» WHAT TO DO
Find the lines holding the string "railing" in the data, then copy all of them.

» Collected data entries

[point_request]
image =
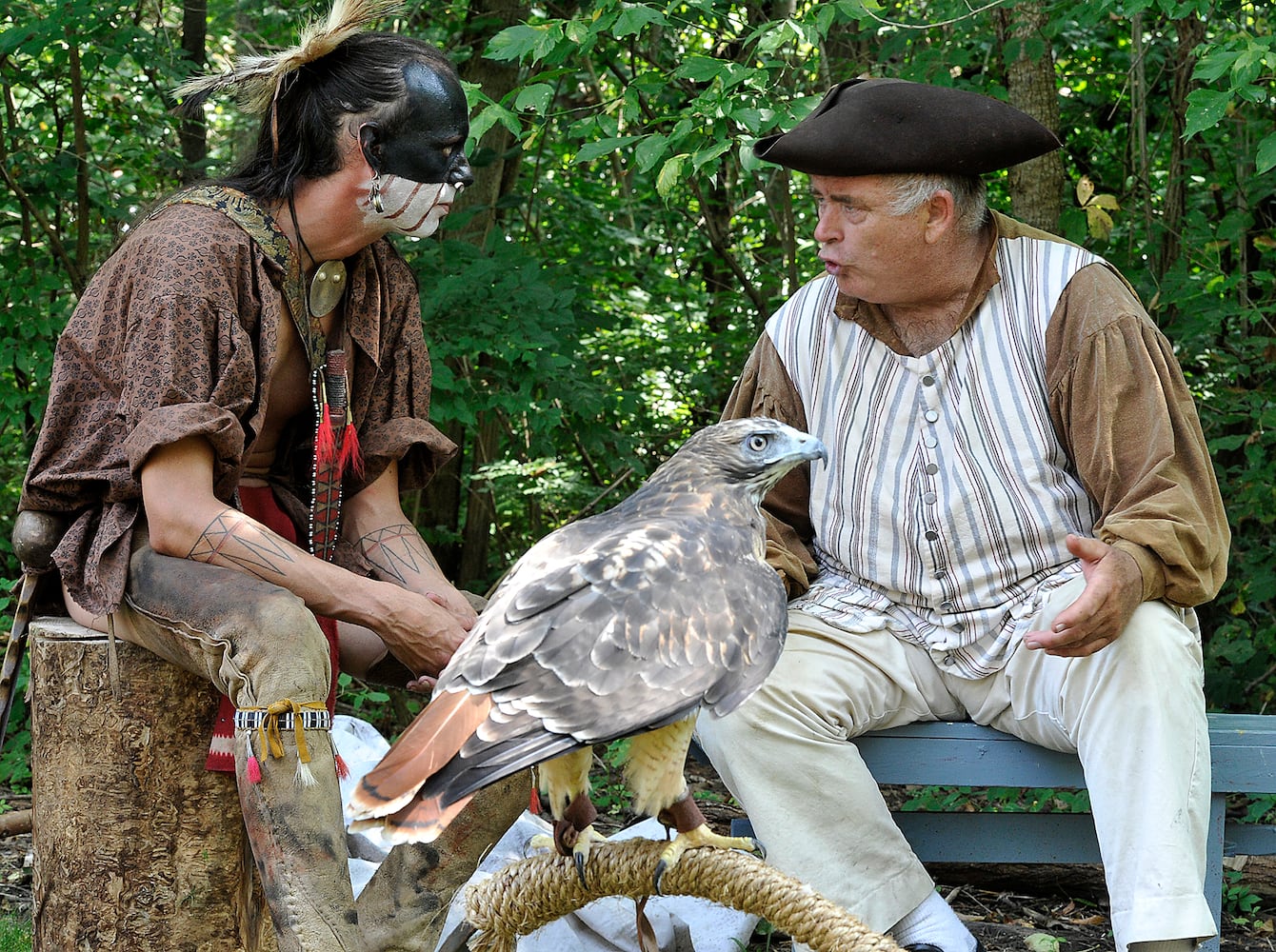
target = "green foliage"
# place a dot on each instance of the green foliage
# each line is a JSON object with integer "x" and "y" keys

==

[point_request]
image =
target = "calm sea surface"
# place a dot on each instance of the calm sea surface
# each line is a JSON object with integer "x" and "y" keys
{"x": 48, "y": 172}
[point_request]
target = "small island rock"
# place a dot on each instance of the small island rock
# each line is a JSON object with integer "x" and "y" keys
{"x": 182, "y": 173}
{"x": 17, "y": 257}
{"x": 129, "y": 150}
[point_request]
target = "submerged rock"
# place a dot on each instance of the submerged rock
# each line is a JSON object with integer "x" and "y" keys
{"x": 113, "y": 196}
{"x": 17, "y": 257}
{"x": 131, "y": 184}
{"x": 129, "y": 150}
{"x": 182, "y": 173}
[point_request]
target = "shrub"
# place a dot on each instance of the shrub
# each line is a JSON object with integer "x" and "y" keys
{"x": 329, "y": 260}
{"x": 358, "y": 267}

---

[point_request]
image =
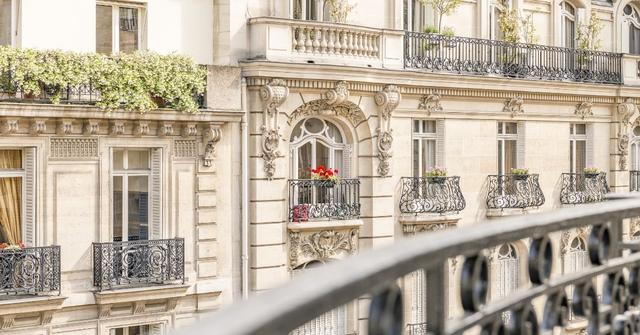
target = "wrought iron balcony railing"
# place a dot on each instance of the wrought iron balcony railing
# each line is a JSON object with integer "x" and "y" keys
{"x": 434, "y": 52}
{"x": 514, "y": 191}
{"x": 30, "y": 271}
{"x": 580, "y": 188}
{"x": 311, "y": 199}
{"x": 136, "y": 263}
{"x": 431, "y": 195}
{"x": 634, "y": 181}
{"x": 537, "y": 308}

» TASK SOLUTION
target = "wrought iron balcony railing"
# place a dot on each instance of the wrought iron balcony railing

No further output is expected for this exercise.